● **Données de l'exercice**
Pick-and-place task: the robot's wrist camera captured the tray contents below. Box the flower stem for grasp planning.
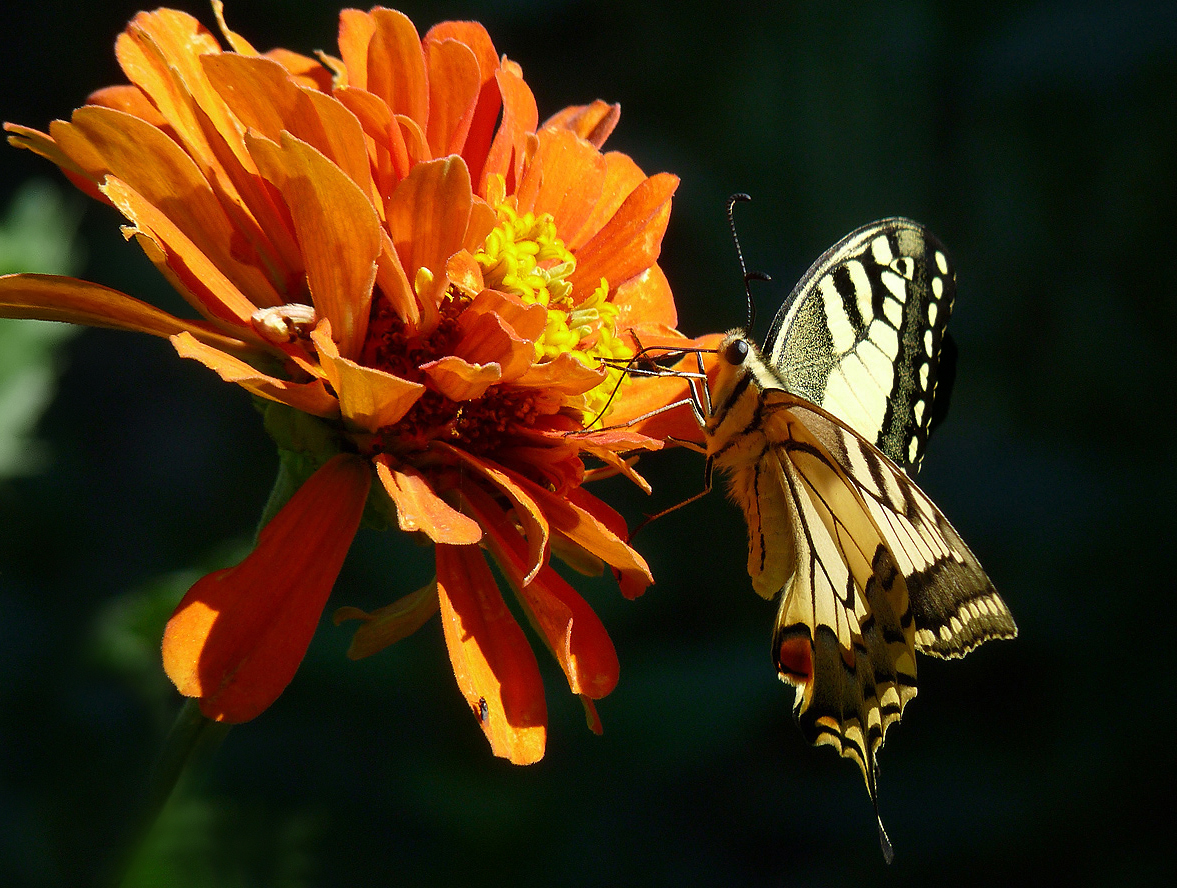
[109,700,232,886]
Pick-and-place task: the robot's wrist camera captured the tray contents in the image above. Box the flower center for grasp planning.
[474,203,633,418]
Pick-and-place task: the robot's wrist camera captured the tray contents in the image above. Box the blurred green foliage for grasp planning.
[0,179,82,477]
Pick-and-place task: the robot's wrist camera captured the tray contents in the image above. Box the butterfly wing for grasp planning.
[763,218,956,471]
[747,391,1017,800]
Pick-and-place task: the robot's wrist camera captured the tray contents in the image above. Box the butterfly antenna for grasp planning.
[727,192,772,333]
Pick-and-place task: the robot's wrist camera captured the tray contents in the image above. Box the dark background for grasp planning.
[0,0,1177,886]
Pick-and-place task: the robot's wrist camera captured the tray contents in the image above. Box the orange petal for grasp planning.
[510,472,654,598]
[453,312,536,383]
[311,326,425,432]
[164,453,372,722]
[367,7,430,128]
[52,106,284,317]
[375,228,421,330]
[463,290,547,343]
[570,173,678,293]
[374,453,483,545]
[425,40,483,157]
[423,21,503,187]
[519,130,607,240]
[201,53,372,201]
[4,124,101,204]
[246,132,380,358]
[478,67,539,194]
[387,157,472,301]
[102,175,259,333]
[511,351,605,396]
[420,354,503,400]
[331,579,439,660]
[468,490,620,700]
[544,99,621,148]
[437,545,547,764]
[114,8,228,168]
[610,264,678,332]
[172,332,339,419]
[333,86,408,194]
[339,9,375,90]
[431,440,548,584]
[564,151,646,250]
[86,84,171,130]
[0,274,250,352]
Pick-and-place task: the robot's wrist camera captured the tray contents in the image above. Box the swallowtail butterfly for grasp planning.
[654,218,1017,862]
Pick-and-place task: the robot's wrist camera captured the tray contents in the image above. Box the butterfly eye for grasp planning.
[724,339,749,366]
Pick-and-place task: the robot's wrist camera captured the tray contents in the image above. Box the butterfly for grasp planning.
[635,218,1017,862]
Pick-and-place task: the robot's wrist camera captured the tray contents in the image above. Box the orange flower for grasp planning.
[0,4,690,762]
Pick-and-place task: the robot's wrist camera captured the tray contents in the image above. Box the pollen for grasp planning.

● **Exercice écrit**
Recopiez mot pour mot toute la liste ci-dessus, en omettant les images, s'il vous plaît.

● **Réponse ci-dessous**
Pick-and-place task: the robot's wrist camera captured the tray contents below. Box the flower stem for grasp planning.
[109,700,232,886]
Pick-and-place task: the robot's wrist camera captured the tray contents in the image above. Box the flower center for grasp planning.
[474,203,633,418]
Pick-and-place task: the robot's wrist camera captured the tray contents in the image above. Box the blurred green foliage for grasp planning.
[0,179,82,477]
Pick-and-place task: the robot's wrist camera captured the tray contents in the image above. Box the butterfly wing for grasp planning.
[763,218,956,471]
[747,391,1017,800]
Pick-and-place task: the robot's wrist camera captured the tray contents in the image above. Box the butterfly antenna for grasp planning.
[727,192,772,333]
Pick-and-place task: the robot's wrist camera captured the tray contents in the image above. Box the dark background for grasp planning.
[0,0,1177,886]
Pick-and-place task: the robot's wrist camera captured the tray contents in the image above. Box the orange petal for grasp planning.
[510,472,654,598]
[453,312,536,383]
[311,326,425,432]
[164,453,372,722]
[367,7,430,128]
[52,106,284,317]
[375,228,421,330]
[463,290,547,343]
[570,173,678,293]
[374,453,483,545]
[425,40,483,157]
[423,21,503,187]
[519,130,607,240]
[201,53,372,201]
[4,124,101,204]
[246,132,380,358]
[478,67,539,194]
[387,157,472,301]
[102,175,259,333]
[511,351,605,396]
[420,354,503,400]
[331,579,439,660]
[468,490,620,700]
[544,99,621,148]
[437,545,547,764]
[114,8,228,168]
[610,264,678,332]
[172,332,339,419]
[333,86,408,194]
[339,9,375,90]
[431,440,548,584]
[564,151,646,250]
[86,84,171,130]
[0,274,250,352]
Pick-and-place task: the robot's wrist camera captured the tray contents in the image above. Box the swallowtail butterfly for grasp planning.
[654,218,1017,862]
Pick-and-place task: the robot's wrist camera captured the tray contents in the image above. Box the butterfly eye for grasp planning.
[724,339,749,366]
Pick-and-place task: the robot's wrist camera captured the tray contents in the image above. Box the butterfly for grasp planning.
[635,218,1017,862]
Pick-and-place task: the robot's wrist camera captured the tray contents in the image above. Box the orange flower for grasp planning.
[0,4,690,762]
Pick-and-place task: the robot's wrist camera captured the tray contents in the image above. Box the pollen for grasp planning.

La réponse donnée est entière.